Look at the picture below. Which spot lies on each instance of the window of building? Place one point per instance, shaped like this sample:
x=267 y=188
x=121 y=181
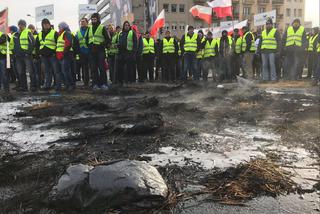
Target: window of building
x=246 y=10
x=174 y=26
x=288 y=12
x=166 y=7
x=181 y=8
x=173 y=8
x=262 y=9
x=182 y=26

---

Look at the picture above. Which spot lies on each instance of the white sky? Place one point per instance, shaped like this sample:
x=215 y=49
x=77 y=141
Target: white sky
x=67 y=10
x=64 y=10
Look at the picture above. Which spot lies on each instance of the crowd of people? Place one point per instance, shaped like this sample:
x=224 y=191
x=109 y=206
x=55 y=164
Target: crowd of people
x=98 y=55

---

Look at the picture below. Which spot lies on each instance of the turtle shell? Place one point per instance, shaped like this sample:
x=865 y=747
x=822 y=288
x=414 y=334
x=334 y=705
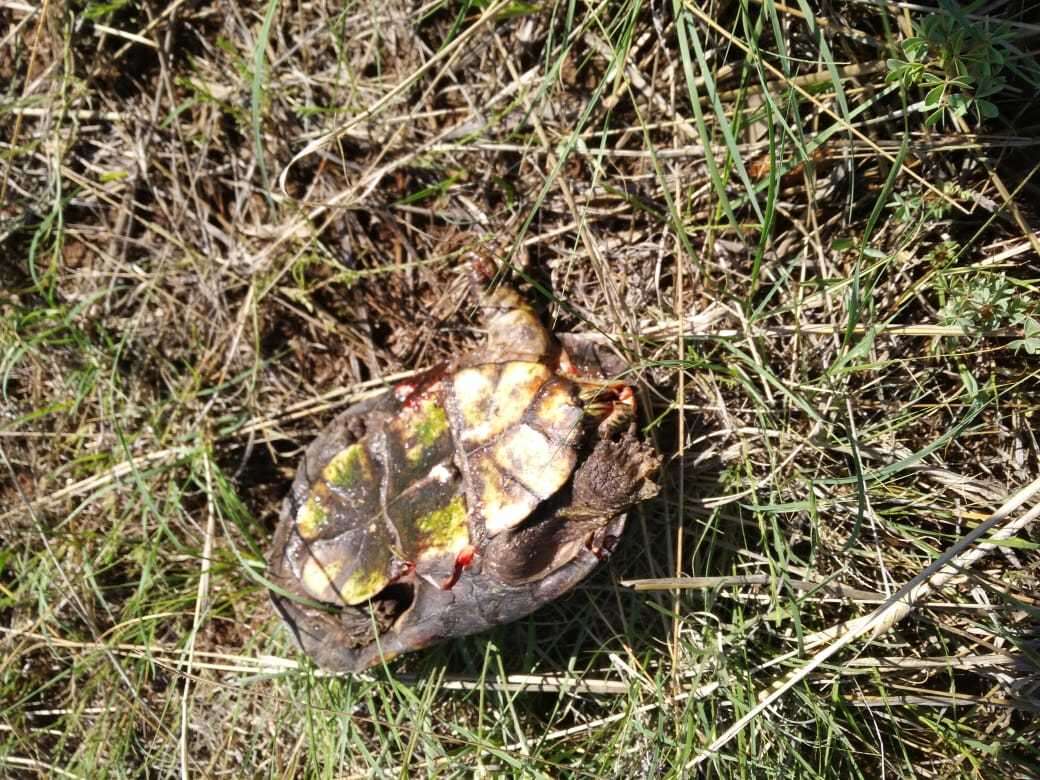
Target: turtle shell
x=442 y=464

BRIEF:
Across all the entries, how many lines hold the string "like"? Only the number is needed.

OUTPUT OF THE TASK:
4